| WHAT THIS TASK INVOLVES |
In the mailing-list reply below about ZFS and vnode caching, translate this sentence into Spanish: "What you should do here is recompile the kernel with LOCK_PROFILING."

| PROVIDED TEXT |
Re: Did something change with ZFS and vnode caching?

From: Garrett Wollman <wollman_at_bimajority.org>
Date: Sun, 10 Sep 2023 02:28:04 UTC
<<On Fri, 1 Sep 2023 01:04:56 +0200, Mateusz Guzik <mjguzik@gmail.com> said:

> zfs lock arrays are a known problem, bumping them is definitely an option.

This is the thing I tried next.  It took a few attempts (mostly I
think due to my errors) but I'm now running with 512 (instead of 64)
and plan to deploy 1024 soon, as the results are significant: while we
still see significant loads and kmem pressure during the backup
window, backups are able to complete some 5 to 8 hours sooner, and
nfsd remains responsive.

> dtrace is rather funky with stack unwinding sometimes, hence possibly
> misplaced lock_delay.

> What you should do here is recompile the kernel with LOCK_PROFILING.

> Then:
> sysctl debug.lock.prof.contested_only=1
> sysctl debug.lock.prof.enable=1

> And finally sysctl debug.lock.prof.stats > out.lockprof

I do not know if I will get around to doing this, since my users have
a limited tolerance for outages that I'm probably nearing the end of,
but it does seem likely to be the next step if we continue to have
problems.

| RECORDS |
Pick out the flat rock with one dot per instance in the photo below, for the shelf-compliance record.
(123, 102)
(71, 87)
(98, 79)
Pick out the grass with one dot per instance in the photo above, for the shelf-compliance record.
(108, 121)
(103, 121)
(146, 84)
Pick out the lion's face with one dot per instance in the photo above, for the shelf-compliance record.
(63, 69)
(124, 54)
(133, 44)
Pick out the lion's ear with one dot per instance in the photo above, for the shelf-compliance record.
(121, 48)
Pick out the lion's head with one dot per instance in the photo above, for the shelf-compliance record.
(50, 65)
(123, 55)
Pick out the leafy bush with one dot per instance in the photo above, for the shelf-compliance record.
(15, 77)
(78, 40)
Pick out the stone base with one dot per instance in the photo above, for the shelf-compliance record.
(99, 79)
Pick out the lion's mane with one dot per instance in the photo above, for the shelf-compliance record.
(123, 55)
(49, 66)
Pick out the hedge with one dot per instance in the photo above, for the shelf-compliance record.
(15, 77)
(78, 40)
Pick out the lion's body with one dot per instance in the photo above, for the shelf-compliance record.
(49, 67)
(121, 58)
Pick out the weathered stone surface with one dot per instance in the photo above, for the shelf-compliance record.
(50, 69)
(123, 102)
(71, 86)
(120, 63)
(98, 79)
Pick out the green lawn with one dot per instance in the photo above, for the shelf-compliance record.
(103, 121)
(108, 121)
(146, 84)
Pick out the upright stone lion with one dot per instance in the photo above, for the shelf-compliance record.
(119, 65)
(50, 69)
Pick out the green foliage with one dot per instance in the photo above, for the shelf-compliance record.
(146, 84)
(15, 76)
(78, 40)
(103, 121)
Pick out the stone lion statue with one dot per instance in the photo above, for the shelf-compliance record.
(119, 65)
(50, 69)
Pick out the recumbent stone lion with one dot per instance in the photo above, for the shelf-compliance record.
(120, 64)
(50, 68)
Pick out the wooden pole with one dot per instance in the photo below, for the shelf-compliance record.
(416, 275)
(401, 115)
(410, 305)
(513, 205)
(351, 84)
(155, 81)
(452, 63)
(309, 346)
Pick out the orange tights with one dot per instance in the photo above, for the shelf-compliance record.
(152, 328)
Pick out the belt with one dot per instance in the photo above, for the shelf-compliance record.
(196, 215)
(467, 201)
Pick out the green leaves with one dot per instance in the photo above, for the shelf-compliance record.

| TASK SOLUTION |
Lo que deberías hacer aquí es recompilar el kernel con LOCK_PROFILING.